:: RECORDS SUPPLIED ::
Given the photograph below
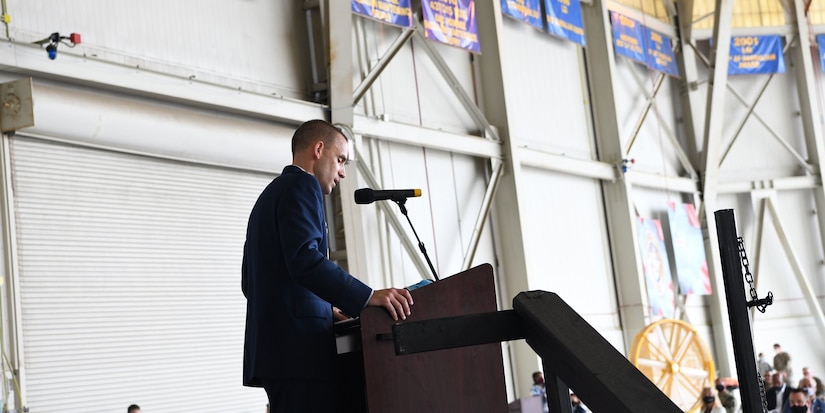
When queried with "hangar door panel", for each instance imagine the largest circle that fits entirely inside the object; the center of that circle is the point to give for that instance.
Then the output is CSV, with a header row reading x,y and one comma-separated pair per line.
x,y
130,280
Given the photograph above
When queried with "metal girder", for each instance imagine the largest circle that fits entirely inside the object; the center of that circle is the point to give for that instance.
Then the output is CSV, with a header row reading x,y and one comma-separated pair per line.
x,y
751,111
467,101
714,120
427,138
789,183
14,356
483,214
674,142
392,218
807,292
26,59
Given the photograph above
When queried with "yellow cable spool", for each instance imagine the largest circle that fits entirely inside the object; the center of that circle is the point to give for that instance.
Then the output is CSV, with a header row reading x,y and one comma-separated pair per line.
x,y
675,358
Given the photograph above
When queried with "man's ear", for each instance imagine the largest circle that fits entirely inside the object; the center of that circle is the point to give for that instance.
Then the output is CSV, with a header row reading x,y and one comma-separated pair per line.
x,y
317,149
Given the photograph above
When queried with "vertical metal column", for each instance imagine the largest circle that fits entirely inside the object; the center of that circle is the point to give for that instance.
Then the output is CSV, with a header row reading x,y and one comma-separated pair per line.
x,y
749,388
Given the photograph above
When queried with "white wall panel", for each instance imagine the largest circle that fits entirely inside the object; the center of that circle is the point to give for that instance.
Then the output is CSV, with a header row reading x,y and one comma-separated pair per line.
x,y
130,280
254,45
568,253
547,106
788,320
411,90
135,124
453,188
757,154
652,148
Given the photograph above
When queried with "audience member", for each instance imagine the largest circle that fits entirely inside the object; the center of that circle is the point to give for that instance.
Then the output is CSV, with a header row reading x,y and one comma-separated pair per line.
x,y
576,403
762,364
782,362
727,389
539,390
778,393
808,374
710,404
800,402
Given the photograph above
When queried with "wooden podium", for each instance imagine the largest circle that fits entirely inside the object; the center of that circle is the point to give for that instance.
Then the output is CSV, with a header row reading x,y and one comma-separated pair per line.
x,y
466,379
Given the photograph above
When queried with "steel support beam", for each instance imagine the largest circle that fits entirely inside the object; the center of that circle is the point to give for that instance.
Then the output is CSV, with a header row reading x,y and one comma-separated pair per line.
x,y
801,279
341,112
12,359
618,204
674,142
483,214
462,95
714,121
385,60
495,78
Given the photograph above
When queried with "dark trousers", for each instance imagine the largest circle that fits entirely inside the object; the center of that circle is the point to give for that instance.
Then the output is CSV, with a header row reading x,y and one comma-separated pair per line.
x,y
293,396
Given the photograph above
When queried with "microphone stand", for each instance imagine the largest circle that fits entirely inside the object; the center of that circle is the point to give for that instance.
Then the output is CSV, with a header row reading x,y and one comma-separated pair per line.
x,y
401,201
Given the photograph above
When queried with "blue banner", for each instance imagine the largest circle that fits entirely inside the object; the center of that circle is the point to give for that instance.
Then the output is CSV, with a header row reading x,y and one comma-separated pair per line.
x,y
395,12
688,249
660,53
756,55
452,22
525,10
564,19
628,37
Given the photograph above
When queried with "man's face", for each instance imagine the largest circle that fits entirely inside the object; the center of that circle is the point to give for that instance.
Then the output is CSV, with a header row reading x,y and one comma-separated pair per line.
x,y
329,169
797,399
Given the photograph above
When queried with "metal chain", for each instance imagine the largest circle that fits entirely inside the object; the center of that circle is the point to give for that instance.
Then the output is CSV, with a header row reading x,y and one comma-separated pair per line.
x,y
760,305
746,266
762,392
754,297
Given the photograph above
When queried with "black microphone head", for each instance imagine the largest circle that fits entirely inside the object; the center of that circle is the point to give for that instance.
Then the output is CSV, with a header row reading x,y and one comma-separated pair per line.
x,y
364,196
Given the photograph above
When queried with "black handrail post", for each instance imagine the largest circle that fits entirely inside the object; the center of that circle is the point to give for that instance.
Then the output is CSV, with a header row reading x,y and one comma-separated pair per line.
x,y
738,312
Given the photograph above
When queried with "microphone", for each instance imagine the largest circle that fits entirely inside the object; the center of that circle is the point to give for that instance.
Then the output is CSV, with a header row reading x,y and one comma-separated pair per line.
x,y
368,196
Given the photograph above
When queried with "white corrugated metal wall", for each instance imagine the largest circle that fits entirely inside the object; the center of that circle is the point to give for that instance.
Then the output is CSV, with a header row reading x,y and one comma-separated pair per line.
x,y
129,280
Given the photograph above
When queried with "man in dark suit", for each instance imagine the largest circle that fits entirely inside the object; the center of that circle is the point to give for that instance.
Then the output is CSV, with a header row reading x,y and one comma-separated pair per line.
x,y
290,284
777,395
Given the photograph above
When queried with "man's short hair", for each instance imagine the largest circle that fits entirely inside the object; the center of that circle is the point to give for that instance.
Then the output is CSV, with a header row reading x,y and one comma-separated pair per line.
x,y
313,131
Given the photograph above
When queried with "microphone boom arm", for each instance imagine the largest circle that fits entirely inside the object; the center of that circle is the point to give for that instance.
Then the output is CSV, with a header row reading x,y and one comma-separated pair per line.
x,y
401,201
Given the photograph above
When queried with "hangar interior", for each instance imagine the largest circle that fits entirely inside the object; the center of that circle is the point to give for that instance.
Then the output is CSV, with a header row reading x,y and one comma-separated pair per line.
x,y
124,200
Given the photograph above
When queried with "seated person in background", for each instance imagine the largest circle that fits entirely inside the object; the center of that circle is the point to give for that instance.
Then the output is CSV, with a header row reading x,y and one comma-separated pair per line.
x,y
538,390
576,404
710,404
800,402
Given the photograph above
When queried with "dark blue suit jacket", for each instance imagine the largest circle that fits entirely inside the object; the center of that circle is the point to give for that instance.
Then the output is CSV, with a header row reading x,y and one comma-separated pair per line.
x,y
289,284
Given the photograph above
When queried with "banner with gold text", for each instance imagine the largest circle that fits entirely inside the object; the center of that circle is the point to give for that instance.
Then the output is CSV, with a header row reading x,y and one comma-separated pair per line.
x,y
395,12
452,22
756,55
660,53
524,10
564,19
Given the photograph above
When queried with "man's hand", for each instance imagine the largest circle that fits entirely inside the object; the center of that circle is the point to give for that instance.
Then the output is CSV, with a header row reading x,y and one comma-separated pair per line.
x,y
339,315
397,301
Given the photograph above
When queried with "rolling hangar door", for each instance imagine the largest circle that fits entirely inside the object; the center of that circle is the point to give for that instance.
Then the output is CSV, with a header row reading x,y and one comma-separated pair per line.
x,y
129,279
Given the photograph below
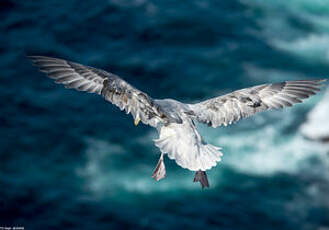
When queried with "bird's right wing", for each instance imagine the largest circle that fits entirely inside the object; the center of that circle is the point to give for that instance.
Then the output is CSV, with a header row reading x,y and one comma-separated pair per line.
x,y
246,102
110,86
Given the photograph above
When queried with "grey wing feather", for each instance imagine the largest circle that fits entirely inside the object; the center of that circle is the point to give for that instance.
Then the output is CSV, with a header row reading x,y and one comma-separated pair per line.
x,y
243,103
110,86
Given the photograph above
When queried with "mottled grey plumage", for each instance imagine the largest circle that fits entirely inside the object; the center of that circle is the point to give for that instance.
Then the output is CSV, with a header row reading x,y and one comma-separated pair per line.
x,y
178,136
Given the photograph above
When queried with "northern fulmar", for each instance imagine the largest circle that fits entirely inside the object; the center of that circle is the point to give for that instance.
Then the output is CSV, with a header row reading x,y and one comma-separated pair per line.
x,y
174,120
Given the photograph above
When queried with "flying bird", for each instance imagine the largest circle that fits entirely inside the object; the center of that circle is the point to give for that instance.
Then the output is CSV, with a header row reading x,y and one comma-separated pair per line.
x,y
174,120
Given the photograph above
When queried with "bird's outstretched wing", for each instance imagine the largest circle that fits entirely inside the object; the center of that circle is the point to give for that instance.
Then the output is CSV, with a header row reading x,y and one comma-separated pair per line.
x,y
246,102
110,86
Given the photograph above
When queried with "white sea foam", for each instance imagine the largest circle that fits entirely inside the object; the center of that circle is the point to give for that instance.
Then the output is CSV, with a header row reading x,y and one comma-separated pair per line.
x,y
314,47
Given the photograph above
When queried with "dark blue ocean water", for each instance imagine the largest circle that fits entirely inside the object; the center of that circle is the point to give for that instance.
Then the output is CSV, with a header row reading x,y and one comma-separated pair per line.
x,y
69,160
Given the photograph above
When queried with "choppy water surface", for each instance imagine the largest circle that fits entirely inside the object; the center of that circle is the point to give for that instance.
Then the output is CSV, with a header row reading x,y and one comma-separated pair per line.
x,y
69,160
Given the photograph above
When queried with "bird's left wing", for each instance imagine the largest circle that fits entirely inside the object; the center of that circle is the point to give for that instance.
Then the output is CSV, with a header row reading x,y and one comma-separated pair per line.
x,y
110,86
246,102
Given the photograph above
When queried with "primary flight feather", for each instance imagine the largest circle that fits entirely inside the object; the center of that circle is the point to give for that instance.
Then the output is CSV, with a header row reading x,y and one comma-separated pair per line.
x,y
178,135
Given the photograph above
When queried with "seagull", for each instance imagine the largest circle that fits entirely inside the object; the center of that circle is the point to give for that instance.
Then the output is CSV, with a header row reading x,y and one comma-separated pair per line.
x,y
174,120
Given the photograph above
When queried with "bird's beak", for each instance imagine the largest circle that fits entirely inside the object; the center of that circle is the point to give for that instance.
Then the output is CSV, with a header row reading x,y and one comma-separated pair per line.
x,y
137,120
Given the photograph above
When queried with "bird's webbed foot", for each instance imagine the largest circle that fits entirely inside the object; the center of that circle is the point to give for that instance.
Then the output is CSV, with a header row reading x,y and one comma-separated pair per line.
x,y
201,176
160,170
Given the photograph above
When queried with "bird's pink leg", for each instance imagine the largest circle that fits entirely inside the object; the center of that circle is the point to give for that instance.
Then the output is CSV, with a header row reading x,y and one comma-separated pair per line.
x,y
201,176
160,170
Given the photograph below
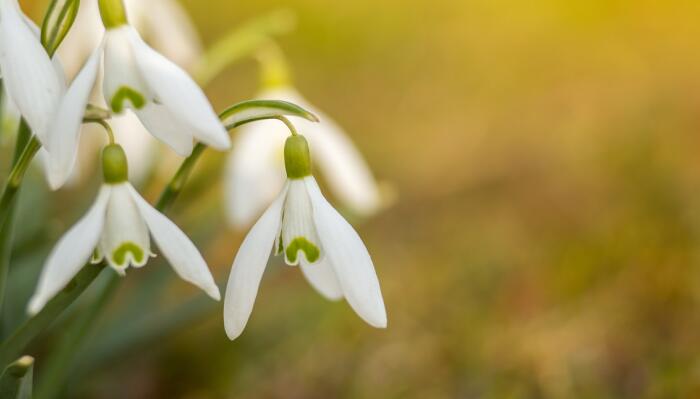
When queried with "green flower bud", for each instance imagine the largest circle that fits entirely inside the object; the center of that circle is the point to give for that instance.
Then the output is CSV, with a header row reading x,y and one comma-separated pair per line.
x,y
113,13
297,159
114,165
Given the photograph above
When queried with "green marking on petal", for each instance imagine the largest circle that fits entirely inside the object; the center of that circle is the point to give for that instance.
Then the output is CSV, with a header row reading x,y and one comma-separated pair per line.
x,y
119,255
280,247
96,256
302,244
127,93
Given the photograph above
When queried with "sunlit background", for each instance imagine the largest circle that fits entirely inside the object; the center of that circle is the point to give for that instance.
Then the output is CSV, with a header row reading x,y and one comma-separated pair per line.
x,y
542,238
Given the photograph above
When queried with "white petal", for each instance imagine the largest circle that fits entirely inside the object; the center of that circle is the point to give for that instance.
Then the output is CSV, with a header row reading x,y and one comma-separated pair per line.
x,y
299,237
71,253
121,71
173,88
348,255
125,239
165,126
62,142
140,147
322,277
27,71
255,171
342,165
177,248
248,268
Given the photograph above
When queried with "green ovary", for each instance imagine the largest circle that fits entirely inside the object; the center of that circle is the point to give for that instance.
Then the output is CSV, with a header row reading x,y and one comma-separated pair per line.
x,y
119,255
302,244
126,93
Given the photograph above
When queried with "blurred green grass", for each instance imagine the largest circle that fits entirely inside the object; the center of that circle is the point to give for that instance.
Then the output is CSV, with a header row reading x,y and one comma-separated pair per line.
x,y
545,241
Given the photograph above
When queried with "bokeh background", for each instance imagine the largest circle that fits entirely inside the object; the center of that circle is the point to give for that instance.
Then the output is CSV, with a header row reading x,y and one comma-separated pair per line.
x,y
544,237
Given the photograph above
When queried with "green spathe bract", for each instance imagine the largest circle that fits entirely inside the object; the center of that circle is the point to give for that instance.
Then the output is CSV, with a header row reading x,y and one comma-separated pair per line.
x,y
297,159
113,13
114,165
302,244
57,22
119,255
126,93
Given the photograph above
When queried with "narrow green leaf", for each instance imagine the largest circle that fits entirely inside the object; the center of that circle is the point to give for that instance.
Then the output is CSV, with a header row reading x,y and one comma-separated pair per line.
x,y
256,110
57,23
27,332
16,380
242,42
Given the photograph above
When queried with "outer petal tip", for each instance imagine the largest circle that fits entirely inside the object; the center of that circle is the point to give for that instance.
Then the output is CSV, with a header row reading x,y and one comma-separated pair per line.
x,y
214,293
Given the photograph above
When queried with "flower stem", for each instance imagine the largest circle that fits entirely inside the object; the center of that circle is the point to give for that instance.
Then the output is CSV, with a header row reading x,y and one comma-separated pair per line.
x,y
173,189
17,174
8,207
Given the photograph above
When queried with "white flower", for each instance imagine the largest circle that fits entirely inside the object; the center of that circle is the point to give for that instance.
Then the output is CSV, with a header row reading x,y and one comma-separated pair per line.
x,y
34,83
169,30
303,227
165,24
255,170
166,100
117,229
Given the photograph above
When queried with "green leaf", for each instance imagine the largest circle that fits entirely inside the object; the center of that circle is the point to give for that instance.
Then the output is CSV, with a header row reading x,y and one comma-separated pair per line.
x,y
30,329
16,380
256,110
57,23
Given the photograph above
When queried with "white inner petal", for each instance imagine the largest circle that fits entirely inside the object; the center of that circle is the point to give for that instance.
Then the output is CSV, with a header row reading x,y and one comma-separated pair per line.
x,y
124,86
125,239
299,238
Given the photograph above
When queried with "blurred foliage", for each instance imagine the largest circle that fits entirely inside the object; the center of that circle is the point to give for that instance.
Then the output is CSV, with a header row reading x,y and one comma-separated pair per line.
x,y
546,238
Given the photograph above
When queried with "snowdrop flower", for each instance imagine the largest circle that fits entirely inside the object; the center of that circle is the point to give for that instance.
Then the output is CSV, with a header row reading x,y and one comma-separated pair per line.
x,y
166,100
165,24
34,83
255,168
116,229
304,228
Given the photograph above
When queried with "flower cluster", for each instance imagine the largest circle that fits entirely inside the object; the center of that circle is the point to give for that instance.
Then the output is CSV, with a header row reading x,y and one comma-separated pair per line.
x,y
270,166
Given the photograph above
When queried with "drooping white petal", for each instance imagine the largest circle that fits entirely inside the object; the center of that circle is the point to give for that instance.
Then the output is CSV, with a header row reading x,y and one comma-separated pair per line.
x,y
28,73
346,252
125,239
165,126
71,253
62,141
249,266
342,165
254,171
172,87
177,248
299,238
322,277
124,86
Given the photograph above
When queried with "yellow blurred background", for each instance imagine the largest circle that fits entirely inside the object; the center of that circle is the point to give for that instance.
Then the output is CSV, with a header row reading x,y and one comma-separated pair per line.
x,y
544,241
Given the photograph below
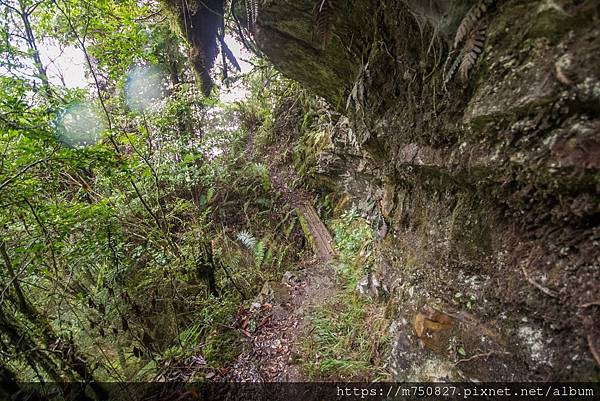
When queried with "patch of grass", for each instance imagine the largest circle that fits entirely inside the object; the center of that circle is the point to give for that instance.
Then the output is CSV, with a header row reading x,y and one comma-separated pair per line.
x,y
347,340
347,337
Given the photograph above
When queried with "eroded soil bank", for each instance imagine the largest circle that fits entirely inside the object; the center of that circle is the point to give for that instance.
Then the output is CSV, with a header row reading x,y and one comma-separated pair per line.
x,y
486,191
483,181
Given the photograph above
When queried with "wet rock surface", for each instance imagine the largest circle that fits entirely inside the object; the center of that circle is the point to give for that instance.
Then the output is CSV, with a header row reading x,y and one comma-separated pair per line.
x,y
488,190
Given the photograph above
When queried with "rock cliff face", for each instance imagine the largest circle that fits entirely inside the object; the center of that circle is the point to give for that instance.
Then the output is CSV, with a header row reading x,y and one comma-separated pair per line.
x,y
487,191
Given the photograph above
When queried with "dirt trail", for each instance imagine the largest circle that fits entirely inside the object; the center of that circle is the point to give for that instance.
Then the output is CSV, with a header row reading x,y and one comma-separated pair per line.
x,y
280,313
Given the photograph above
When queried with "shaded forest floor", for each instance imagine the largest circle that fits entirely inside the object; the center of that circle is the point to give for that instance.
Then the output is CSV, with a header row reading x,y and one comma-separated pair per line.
x,y
279,315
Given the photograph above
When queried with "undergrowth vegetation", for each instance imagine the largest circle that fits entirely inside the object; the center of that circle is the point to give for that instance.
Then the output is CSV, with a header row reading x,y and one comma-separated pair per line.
x,y
347,336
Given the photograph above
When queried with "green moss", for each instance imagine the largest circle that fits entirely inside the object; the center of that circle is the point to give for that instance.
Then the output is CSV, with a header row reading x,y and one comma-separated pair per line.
x,y
221,348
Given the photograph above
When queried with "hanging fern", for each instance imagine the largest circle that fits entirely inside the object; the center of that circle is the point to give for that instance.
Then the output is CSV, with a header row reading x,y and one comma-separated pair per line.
x,y
472,49
472,31
472,19
247,240
325,14
251,13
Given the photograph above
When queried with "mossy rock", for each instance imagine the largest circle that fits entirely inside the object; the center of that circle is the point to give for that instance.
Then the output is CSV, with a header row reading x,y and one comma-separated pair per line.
x,y
222,347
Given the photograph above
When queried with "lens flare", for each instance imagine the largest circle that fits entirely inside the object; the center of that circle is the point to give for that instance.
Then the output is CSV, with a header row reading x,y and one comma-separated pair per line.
x,y
80,125
145,88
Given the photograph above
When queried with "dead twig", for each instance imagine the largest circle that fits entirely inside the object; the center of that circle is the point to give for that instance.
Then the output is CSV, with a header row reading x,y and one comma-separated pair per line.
x,y
593,349
540,287
484,355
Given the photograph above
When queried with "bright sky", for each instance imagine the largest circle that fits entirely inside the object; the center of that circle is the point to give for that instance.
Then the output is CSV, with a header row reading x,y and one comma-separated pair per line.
x,y
68,65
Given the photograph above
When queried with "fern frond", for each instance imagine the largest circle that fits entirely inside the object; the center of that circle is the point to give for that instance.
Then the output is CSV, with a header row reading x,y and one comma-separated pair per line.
x,y
325,14
247,240
472,49
251,13
259,253
471,20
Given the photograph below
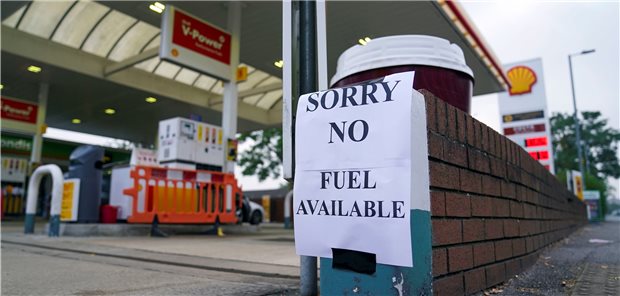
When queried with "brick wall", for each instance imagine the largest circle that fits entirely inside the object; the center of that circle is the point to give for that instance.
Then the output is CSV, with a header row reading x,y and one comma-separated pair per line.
x,y
493,207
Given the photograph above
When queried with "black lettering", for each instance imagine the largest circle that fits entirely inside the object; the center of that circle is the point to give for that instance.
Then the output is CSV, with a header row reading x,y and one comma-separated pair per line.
x,y
369,95
346,97
302,208
339,132
388,90
381,210
311,206
355,209
336,180
369,208
353,180
324,179
340,209
335,99
397,208
352,130
366,183
312,101
323,209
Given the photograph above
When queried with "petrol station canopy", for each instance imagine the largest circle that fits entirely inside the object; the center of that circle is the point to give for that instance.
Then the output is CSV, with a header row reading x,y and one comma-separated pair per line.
x,y
87,52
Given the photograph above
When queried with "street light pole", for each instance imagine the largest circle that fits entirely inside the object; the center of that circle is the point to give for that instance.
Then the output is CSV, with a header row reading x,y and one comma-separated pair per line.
x,y
575,117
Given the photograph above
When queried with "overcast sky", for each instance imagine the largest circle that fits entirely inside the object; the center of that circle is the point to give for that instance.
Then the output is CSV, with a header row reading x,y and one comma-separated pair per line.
x,y
523,30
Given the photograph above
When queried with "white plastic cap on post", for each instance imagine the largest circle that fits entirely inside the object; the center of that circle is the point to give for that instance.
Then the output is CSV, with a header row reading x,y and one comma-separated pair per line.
x,y
401,50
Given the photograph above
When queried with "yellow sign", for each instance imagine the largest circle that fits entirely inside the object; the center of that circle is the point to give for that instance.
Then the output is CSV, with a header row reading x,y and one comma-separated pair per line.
x,y
579,187
232,150
242,73
70,200
266,201
521,79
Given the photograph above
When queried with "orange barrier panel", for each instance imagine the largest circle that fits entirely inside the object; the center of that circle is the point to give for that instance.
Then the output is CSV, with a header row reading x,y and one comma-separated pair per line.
x,y
183,196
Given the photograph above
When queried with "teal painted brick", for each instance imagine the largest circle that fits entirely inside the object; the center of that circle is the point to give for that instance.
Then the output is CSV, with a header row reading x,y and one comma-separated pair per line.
x,y
416,280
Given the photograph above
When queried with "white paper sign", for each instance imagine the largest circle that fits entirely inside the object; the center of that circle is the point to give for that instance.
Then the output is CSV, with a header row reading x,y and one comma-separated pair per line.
x,y
353,170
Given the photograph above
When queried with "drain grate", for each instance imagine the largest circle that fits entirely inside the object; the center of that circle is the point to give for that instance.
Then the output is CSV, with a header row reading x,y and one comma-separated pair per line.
x,y
598,279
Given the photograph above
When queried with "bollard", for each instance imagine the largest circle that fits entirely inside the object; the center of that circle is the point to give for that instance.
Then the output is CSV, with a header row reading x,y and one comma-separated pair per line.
x,y
33,192
287,209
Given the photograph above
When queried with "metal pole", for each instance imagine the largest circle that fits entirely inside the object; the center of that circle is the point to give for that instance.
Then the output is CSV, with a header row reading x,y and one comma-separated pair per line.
x,y
37,139
576,118
307,84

:: REQUEST ::
Pull out every line of the items above that contains the word "sign".

:: RESULT OF THE TASK ::
When queried with "yellow sign", for each instance imagine the largest circle that fits entirely inside the object; the center of that circle is the point to give for that instance.
When queried with "white paper sign", for each instance imagine the largest circle that fits entirely inside the object; the center of that circle is the point to give for that instance.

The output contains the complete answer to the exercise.